<<<<

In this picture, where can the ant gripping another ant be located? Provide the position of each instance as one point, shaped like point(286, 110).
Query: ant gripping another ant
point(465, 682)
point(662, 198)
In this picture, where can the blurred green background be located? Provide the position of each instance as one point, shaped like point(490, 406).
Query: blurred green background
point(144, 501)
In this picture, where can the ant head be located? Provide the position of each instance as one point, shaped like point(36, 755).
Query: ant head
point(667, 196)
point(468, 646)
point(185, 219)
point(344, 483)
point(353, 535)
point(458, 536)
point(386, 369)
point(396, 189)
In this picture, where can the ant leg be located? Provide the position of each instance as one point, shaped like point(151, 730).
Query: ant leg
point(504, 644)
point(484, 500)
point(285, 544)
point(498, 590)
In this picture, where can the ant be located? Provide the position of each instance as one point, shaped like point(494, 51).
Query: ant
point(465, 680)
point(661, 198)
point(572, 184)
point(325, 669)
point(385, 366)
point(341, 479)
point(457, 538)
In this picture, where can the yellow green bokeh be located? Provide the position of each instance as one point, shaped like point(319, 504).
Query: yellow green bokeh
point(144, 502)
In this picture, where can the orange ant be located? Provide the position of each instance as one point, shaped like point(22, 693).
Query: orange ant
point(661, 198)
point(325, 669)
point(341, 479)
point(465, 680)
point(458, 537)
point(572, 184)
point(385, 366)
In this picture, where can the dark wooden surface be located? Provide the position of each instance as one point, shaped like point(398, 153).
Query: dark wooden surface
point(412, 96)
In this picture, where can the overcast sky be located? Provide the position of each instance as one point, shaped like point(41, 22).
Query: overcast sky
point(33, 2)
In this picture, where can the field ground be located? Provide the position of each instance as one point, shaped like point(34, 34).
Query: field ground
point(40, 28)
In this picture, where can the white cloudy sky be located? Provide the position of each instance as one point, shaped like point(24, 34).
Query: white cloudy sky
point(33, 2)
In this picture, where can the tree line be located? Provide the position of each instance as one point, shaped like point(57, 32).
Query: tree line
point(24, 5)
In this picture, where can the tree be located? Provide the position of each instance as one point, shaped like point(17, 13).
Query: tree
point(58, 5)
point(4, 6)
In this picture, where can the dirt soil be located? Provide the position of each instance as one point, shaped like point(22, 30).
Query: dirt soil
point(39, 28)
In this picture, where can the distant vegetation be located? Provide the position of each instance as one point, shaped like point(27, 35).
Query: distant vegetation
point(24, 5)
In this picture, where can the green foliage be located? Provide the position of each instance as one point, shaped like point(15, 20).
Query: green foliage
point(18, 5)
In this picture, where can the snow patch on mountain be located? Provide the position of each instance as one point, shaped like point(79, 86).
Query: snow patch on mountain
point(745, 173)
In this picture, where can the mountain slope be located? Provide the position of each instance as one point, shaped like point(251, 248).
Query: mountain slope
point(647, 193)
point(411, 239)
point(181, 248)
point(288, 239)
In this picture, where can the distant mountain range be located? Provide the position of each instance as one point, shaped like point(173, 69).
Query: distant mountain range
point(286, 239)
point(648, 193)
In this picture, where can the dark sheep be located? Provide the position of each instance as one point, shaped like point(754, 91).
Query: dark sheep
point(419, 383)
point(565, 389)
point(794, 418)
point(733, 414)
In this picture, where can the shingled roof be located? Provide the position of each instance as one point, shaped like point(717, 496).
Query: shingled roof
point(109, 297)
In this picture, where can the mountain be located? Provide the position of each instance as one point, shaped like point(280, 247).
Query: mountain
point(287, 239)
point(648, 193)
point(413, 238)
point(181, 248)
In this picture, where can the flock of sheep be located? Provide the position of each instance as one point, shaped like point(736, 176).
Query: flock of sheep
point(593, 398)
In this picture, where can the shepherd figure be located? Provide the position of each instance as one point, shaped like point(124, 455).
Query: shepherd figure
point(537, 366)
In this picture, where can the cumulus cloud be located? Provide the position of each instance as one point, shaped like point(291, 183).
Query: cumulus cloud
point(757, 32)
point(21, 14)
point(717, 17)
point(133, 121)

>>>>

→ **Exercise**
Output every line of the listing above as a JSON list of strings, one string per line, leaving out blank lines.

→ **Answer to this task**
[
  "In this picture, where can the ant gripping another ant be located? Provide the position of each instance as one point, shaped like point(286, 110).",
  "Query: ant gripping another ant",
  "point(465, 682)",
  "point(662, 198)",
  "In this picture, where can the blurred green background be located? Provide the position of each instance as one point, shaped like point(490, 406).",
  "Query: blurred green background",
  "point(144, 501)",
  "In this picture, where can the ant head be located? Provide the position of each instance as one point, shaped like point(36, 755).",
  "Query: ant head",
  "point(667, 196)",
  "point(468, 646)",
  "point(185, 219)",
  "point(344, 483)",
  "point(353, 535)",
  "point(458, 536)",
  "point(386, 369)",
  "point(396, 189)",
  "In this picture, where can the ant leg be located? Provide the position of each instance as one point, shaped like point(151, 730).",
  "Query: ant leg",
  "point(504, 644)",
  "point(484, 500)",
  "point(285, 544)",
  "point(498, 590)",
  "In this picture, where can the ant be located? Provide the position of each instance as one point, shaped like point(494, 51).",
  "Query: ant",
  "point(465, 680)",
  "point(661, 198)",
  "point(572, 184)",
  "point(325, 669)",
  "point(385, 366)",
  "point(341, 479)",
  "point(457, 538)",
  "In this picture, where can the yellow green bokeh be located? Provide the position of each instance as one point, shaped like point(319, 504).",
  "Query: yellow green bokeh",
  "point(144, 502)",
  "In this picture, where can the orange ant be located? Provide the position of each instance as one point, shaped like point(22, 693).",
  "Query: orange ant",
  "point(661, 198)",
  "point(325, 669)",
  "point(341, 479)",
  "point(465, 680)",
  "point(458, 537)",
  "point(572, 184)",
  "point(385, 366)",
  "In this picture, where can the dark wooden surface be located? Provide the position of each instance as one point, shaped like point(398, 153).",
  "Query: dark wooden surface",
  "point(412, 96)",
  "In this picture, where can the overcast sky be located? Provide the position of each instance as one point, shaped like point(41, 22).",
  "Query: overcast sky",
  "point(33, 2)",
  "In this picture, where can the field ground be located? Provide the position of each instance as one point, shaped like point(34, 34).",
  "Query: field ground",
  "point(40, 28)",
  "In this picture, where can the white cloudy sky be located? Provide the position of each instance as one point, shaped like point(24, 34).",
  "Query: white cloudy sky",
  "point(33, 2)",
  "In this picture, where can the tree line be located? Provide the position of each instance as one point, shaped like point(57, 32).",
  "Query: tree line",
  "point(24, 5)",
  "In this picture, where can the tree be located? Provide the position of each instance as one point, shaped like point(17, 13).",
  "Query: tree",
  "point(58, 5)",
  "point(4, 6)",
  "In this picture, where can the dirt soil be located? Provide the position of each instance as one point, shaped like point(22, 30).",
  "Query: dirt soil",
  "point(39, 28)",
  "In this picture, where can the distant vegetation be located? Provide the position of each instance as one point, shaped like point(27, 35).",
  "Query: distant vegetation",
  "point(24, 5)",
  "In this picture, where can the green foliage be located? Provide the position of each instance as one point, shaped like point(15, 20).",
  "Query: green foliage",
  "point(18, 5)",
  "In this picture, where can the snow patch on mountain be located? Provide the position of each instance as one point, shaped like point(79, 86).",
  "Query: snow patch on mountain",
  "point(745, 173)",
  "In this picture, where can the mountain slope be located? Provide the position of each instance as one point, shaped like point(251, 248).",
  "Query: mountain slope",
  "point(647, 193)",
  "point(411, 239)",
  "point(181, 248)",
  "point(288, 239)",
  "In this picture, where can the distant mountain range be located? Provide the position of each instance as one point, shaped like point(173, 69).",
  "Query: distant mountain range",
  "point(286, 239)",
  "point(648, 193)",
  "In this picture, where can the dark sheep be located? Provide the position of each instance as one point, shaped like point(754, 91).",
  "Query: dark sheep",
  "point(419, 383)",
  "point(565, 389)",
  "point(794, 418)",
  "point(733, 414)",
  "In this picture, where can the shingled roof be located? Provide the position of each instance as one point, shaped like point(717, 496).",
  "Query: shingled roof",
  "point(109, 297)",
  "In this picture, where can the mountain be located? Provide the position of each instance as one point, shaped like point(280, 247).",
  "Query: mountain",
  "point(287, 239)",
  "point(648, 193)",
  "point(413, 238)",
  "point(181, 248)",
  "In this picture, where can the flock of sheep be located? Provide the position of each instance as one point, shaped like point(736, 176).",
  "Query: flock of sheep",
  "point(593, 398)",
  "In this picture, where can the shepherd figure be located? Provide the position of each instance as one point, shaped like point(124, 455).",
  "Query: shepherd figure",
  "point(537, 366)",
  "In this picture, where can the cumulus cloud be located? Provide the position of each instance as one point, shaped like point(291, 183).",
  "Query: cumulus cloud",
  "point(757, 32)",
  "point(21, 14)",
  "point(717, 17)",
  "point(133, 121)"
]